[FRAGMENT DOKUMENTU]
-- -- --

To jest tylko wersja do druku, aby zobaczyć pełną wersję tematu, kliknij TUTAJ
Uzdrowienie Małżeństwa :: Forum Pomocy SYCHAR ::
Kryzys małżeński - rozwód czy ratowanie małżeństwa?

Rozwód czy ratowanie małżeństwa? - Czy mogę odejść?!

Anonymous - 2014-07-30, 22:23

Tak to prawda że mają tylko w temacie wychowania dzieci też byłam i jestem sama
On trzymał się zawsze z boku bo miał "ważniejsze" sprawy na głowie
Ja nie bronie kontaktu mu z dziećmi ale ten ogranicza się do zawiezienia i odebrania dzieci ze szkoły.Niewidzę żeby szukał jakiejś okazji do spędzania z nimi czasu.
A oni czekają....

Anonymous - 2014-07-30, 22:46

Weź poprawkę , że to jedynak , poniekąd jakieś okaleczenie
( sorry jedynaki , ale Wam trudniej ) .

-- -- --

[PODANE WIERSZE]

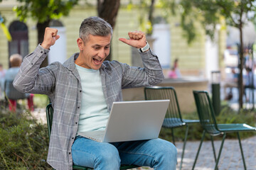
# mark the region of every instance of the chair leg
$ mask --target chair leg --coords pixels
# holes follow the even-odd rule
[[[213,142],[213,136],[210,136],[210,140],[211,140],[212,147],[213,147],[213,152],[214,160],[215,160],[215,162],[216,163],[216,161],[217,161],[216,152],[215,152],[215,147],[214,147],[214,142]],[[218,169],[217,168],[217,169]]]
[[[180,169],[179,169],[180,170],[182,168],[183,158],[184,157],[185,147],[186,147],[186,140],[187,140],[187,137],[188,137],[188,125],[187,124],[186,124],[186,132],[185,132],[185,138],[184,138],[184,142],[183,142],[182,154],[181,154],[181,165],[180,165]]]
[[[242,154],[242,163],[244,164],[245,169],[246,169],[245,157],[243,155],[243,151],[242,151],[242,144],[241,144],[241,140],[240,140],[240,138],[239,132],[237,132],[237,135],[238,135],[238,141],[239,141],[239,146],[240,147],[240,151],[241,151],[241,154]]]
[[[218,162],[220,160],[220,154],[221,154],[222,149],[223,147],[223,144],[224,144],[225,137],[226,137],[226,133],[225,132],[224,135],[223,135],[223,140],[221,141],[221,144],[220,144],[219,153],[218,153],[218,159],[217,159],[216,164],[215,164],[215,168],[214,168],[215,170],[218,169]]]
[[[200,149],[201,149],[201,146],[202,146],[202,144],[203,144],[203,139],[204,139],[205,135],[206,135],[206,130],[203,130],[203,135],[202,135],[202,138],[201,138],[201,142],[200,142],[198,150],[198,152],[196,153],[195,162],[194,162],[194,163],[193,163],[193,164],[192,170],[193,170],[194,168],[195,168],[196,163],[197,159],[198,159],[198,155],[199,155],[199,152],[200,152]]]
[[[175,139],[174,139],[174,128],[171,128],[171,137],[173,139],[173,143],[175,145]]]
[[[16,112],[17,107],[17,102],[15,100],[9,99],[9,110],[12,112]]]

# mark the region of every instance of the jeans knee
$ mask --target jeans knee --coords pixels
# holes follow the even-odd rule
[[[104,152],[98,155],[95,169],[119,169],[121,159],[117,150]],[[97,169],[96,167],[100,167]]]
[[[174,144],[173,144],[172,143],[170,143],[169,147],[167,147],[166,148],[166,149],[163,152],[164,152],[165,154],[166,154],[166,157],[167,159],[171,158],[172,159],[175,159],[176,162],[176,160],[177,160],[177,148],[174,146]]]
[[[177,149],[171,142],[159,148],[158,165],[156,169],[176,169],[177,164]]]

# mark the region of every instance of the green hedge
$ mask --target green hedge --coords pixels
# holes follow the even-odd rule
[[[0,169],[51,169],[48,130],[29,112],[0,111]]]

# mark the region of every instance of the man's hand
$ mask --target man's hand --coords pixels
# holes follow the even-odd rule
[[[60,35],[57,35],[58,30],[55,28],[46,28],[43,41],[41,46],[45,49],[49,49],[53,45],[55,41],[59,39]]]
[[[132,47],[136,48],[142,48],[146,45],[146,35],[142,31],[129,32],[128,35],[129,40],[121,38],[119,40]]]

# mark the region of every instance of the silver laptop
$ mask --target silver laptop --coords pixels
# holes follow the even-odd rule
[[[78,132],[100,142],[155,139],[170,100],[114,102],[105,130]]]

-- -- --

[ZESTAW ZADAŃ]
[1] Odpowiedz krótko na pytania do fragmentu dokumentu:
(a) Jak nazywa się forum, na którym zamieszczono wpisy?
(b) Do czego według pierwszego wpisu ogranicza się kontakt ojca z dziećmi?
(c) O której godzinie dodano drugi wpis?
[2] Jaki powód podaje pierwszy wpis we fragmencie dokumentu na to, że mąż zawsze trzymał się z boku?
Odpowiadaj wyłącznie na podstawie fragmentu dokumentu.

[LISTA ODPOWIEDZI]
[1]
(a) Uzdrowienie Małżeństwa :: Forum Pomocy SYCHAR
(b) Do zawiezienia i odebrania dzieci ze szkoły.
(c) O 22:46.

[2] Trzymał się z boku, bo miał „ważniejsze” sprawy na głowie.